▶ **Goal of the exercise**: Without the pictures, return all of the material exactly as written.

[Data entries start]

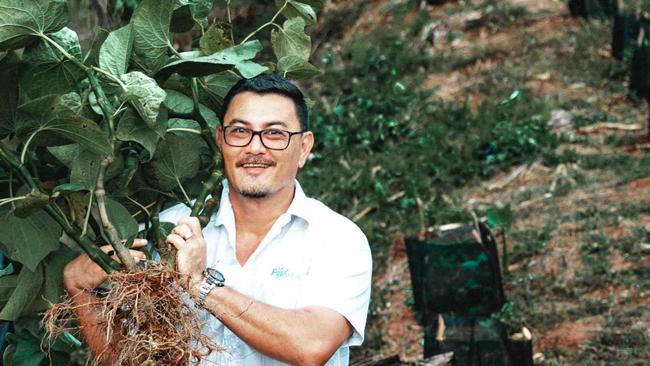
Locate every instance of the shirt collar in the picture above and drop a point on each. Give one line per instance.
(299, 206)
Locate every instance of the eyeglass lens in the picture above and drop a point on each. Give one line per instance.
(272, 138)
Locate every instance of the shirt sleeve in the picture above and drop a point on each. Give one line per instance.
(339, 278)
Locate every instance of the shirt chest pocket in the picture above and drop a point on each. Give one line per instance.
(283, 284)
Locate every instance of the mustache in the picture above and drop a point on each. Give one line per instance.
(255, 160)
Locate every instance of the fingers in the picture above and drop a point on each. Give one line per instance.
(177, 241)
(139, 243)
(192, 224)
(183, 231)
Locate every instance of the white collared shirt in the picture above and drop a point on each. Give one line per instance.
(311, 256)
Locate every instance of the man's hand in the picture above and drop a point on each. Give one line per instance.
(187, 238)
(84, 274)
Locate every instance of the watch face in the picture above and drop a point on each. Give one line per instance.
(215, 275)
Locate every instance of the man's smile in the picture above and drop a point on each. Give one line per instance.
(255, 164)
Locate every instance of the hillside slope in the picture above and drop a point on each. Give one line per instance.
(579, 270)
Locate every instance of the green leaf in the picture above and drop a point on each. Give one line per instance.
(214, 40)
(28, 287)
(291, 40)
(238, 56)
(92, 57)
(181, 103)
(85, 168)
(52, 290)
(131, 127)
(45, 65)
(215, 87)
(66, 154)
(182, 20)
(47, 121)
(144, 95)
(182, 123)
(152, 39)
(8, 93)
(295, 9)
(22, 20)
(33, 202)
(295, 68)
(174, 162)
(8, 270)
(18, 237)
(188, 13)
(126, 226)
(314, 3)
(116, 51)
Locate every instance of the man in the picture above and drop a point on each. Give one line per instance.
(297, 275)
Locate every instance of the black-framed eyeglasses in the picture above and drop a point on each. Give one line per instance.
(272, 138)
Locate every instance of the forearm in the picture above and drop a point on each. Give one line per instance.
(296, 336)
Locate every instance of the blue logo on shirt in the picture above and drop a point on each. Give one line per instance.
(278, 272)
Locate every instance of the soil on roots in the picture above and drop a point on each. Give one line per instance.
(149, 319)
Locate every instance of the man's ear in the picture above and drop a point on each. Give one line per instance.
(218, 136)
(306, 144)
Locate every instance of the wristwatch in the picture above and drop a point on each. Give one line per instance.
(211, 279)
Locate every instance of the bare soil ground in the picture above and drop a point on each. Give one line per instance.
(579, 246)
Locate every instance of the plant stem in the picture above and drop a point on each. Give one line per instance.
(114, 237)
(107, 109)
(111, 77)
(270, 22)
(98, 256)
(11, 186)
(167, 254)
(504, 258)
(206, 132)
(232, 37)
(90, 207)
(11, 200)
(208, 186)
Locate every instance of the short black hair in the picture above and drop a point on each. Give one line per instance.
(270, 84)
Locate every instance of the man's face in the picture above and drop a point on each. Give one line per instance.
(253, 170)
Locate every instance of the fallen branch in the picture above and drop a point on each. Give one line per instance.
(610, 126)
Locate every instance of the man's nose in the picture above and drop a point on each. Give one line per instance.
(256, 144)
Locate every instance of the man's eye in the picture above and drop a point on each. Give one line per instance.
(239, 130)
(272, 132)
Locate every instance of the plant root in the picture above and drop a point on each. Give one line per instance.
(148, 317)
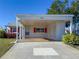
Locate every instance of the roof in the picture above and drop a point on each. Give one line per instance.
(12, 24)
(44, 17)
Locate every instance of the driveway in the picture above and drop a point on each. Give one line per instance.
(27, 50)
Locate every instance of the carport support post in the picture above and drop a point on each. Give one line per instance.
(17, 25)
(71, 26)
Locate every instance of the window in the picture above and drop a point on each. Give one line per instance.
(40, 30)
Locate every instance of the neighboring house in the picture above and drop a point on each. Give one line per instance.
(42, 26)
(11, 30)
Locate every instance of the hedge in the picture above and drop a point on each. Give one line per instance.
(71, 39)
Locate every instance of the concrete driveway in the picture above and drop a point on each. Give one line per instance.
(27, 50)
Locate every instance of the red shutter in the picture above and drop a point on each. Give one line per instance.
(34, 29)
(45, 30)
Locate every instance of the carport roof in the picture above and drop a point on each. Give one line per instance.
(65, 17)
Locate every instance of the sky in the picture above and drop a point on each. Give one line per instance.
(10, 8)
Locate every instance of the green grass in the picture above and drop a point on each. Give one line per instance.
(5, 45)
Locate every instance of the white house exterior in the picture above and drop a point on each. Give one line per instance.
(42, 26)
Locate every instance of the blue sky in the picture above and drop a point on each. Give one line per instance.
(9, 9)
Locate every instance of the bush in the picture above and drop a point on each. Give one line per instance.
(2, 34)
(71, 39)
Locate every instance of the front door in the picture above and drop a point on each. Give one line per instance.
(27, 32)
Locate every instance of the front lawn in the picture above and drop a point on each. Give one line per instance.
(5, 45)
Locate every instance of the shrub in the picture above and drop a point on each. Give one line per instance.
(71, 39)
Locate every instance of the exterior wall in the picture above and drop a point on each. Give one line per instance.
(60, 30)
(51, 31)
(37, 34)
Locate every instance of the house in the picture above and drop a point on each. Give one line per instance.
(41, 26)
(11, 30)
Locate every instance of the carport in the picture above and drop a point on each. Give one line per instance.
(41, 26)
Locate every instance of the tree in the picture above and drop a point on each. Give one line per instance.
(72, 9)
(61, 7)
(58, 7)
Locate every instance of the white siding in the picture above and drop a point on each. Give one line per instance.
(35, 34)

[Data entries end]

▶ **Task response**:
Locate every instance of the shirt collar in the picture above and drop a point on each. Give one line per instance.
(299, 206)
Locate every instance of the eyeglass lens in the picture above and drop a point on each. Give one line per instance.
(272, 138)
Locate every instance of the shirt sleeve in the picture above and drop a point on each. Give one line per instance.
(339, 278)
Locate every instance of the shirt chest pocket in the picture above and drop a point on each. Give one line per instance.
(283, 284)
Locate every instance of the mustache in the picture above and drop a point on each. Give one line per instance.
(255, 160)
Locate every instance of the fingers in the picture above and drop a point on each. Give one line per instance.
(177, 241)
(139, 243)
(192, 224)
(183, 231)
Locate every instance of the white collared shirt in the picture above and drop a point on each. Give one line per instance.
(311, 256)
Locate every instance of the man's hand in the picture above and drop a point on each. Give one line per instance.
(187, 238)
(84, 274)
Locate every instance of the watch face in the picture above and drop a point on each. Give one line per instance.
(215, 275)
Locate every instance of the man's smile in the picture above and drop a point on each. Give one line per instance.
(255, 164)
Locate every instance of the hillside slope in the picture above and drop a point on each. Give one line per instance.
(579, 270)
Locate every instance of the green leaf in the picture above and drop a point on each. Give one line per instance.
(214, 40)
(28, 287)
(291, 40)
(238, 56)
(92, 57)
(181, 103)
(85, 168)
(52, 290)
(131, 127)
(45, 65)
(215, 87)
(66, 154)
(182, 20)
(47, 121)
(144, 95)
(182, 123)
(152, 39)
(8, 93)
(295, 9)
(22, 20)
(33, 202)
(295, 68)
(174, 162)
(8, 270)
(18, 237)
(188, 13)
(126, 226)
(314, 3)
(116, 51)
Locate every instance of the man in the picture above and drop a point on each. Give one line per instance.
(297, 275)
Locate every instance of the black-framed eyeglasses in the picture above and drop a point on each. Give one line per instance.
(272, 138)
Locate every instance of the forearm in the picture above and drop a point on each. Give one line per instance.
(296, 336)
Locate every instance of the blue logo on shirt in the picture above and drop a point on each. Give one line per instance.
(278, 272)
Locate every instance of the soil on roots in the picture above and drop a point on each. Give one line per instance.
(149, 319)
Locate every instance of the man's ear in the picture above and drop a point on each. Give one line per instance.
(218, 136)
(306, 144)
Locate every instance of the wristwatch in the picture above and drop a point on each. Give one line per instance.
(211, 279)
Locate every instance of the bare soil ground in the picture above and drop a point on each. Give one line per instance.
(579, 246)
Locate every instance of the plant stem in the picture above and drop a point on each. Give one line per instance.
(114, 237)
(107, 109)
(111, 77)
(270, 22)
(98, 256)
(11, 186)
(167, 254)
(504, 258)
(206, 132)
(232, 37)
(90, 207)
(11, 200)
(208, 186)
Locate every instance of the short black hair in the picture above and drop a point on each. Give one line per instance.
(270, 84)
Locate every instance of the man's face in the picture above and drop a point on each. Give one line per instance.
(253, 170)
Locate every instance of the fallen branch in the picture above and drop a point on each. Give one line per instance.
(610, 126)
Locate every instance of the man's nose in the picture above and drop a point on each. Give one line per instance.
(256, 144)
Locate every instance of the man's eye in the picture above and drop a point on each. Give one line per instance.
(239, 130)
(272, 132)
Locate every instance of the plant root in the picture above and drop a point on each. Give one line per instance.
(148, 317)
Locate every instance of the roof in the picture above and drop a point on each. Give one line per instance.
(12, 24)
(44, 17)
Locate every instance of the driveway in the picture above and drop a point on each. Give one line per instance.
(27, 50)
Locate every instance of the carport support post in the picture above and drop a point on each. Give one line per instance.
(17, 25)
(71, 26)
Locate every instance of the window in the picture above and drop a point on each. Give one line per instance.
(40, 30)
Locate every instance of the neighboring house in the picture above and drop a point on each. Give one line per instance.
(42, 26)
(11, 30)
Locate every instance of the hedge in the picture above and drop a point on each. Give one line per instance.
(71, 39)
Locate every instance of the concrete driveway in the picture above and drop a point on each. Give one line per instance.
(27, 50)
Locate every instance of the red shutter in the picture above and drop a point on each. Give one line per instance.
(34, 29)
(45, 30)
Locate every instance of the carport roof in the picture above and drop a point on each. Give one line per instance.
(65, 17)
Locate every instance of the sky in the picture above and drop a point on each. Give one line per instance.
(10, 8)
Locate every instance of the green grass in the picture above and drop a point on each. Give one line per instance.
(5, 45)
Locate every instance of the white house exterior in the picture above and drop a point on each. Give one line per instance.
(42, 26)
Locate every instance of the blue sky in the picture above and drop a point on each. Give one line per instance.
(9, 9)
Locate every instance of the bush in the picture above and drop a point on each. Give one line per instance.
(2, 34)
(71, 39)
Locate every instance of the front door in the picture above and drop a point on each. Give one line per instance.
(27, 32)
Locate every instance of the front lawn in the picture above and drop a point on each. Give one line per instance.
(5, 45)
Locate every instance of the shrub in the picture above and drop a point on each. Give one line per instance.
(71, 39)
Locate every instance of the exterior wall in the picture above and drop a point on each. Give one line per instance.
(60, 30)
(51, 31)
(37, 34)
Locate every instance of the house in the picture above and drop a point on each. Give one line per instance.
(41, 26)
(11, 30)
Locate every instance of the carport in the picture above and drop a point on each. Give one line per instance.
(41, 26)
Locate every instance of the tree in the picture above and drop a point on each. Give one line per instance.
(72, 9)
(61, 7)
(58, 7)
Locate every instance of the white siding in the picture above and drop a point on each. Give one line per instance.
(35, 34)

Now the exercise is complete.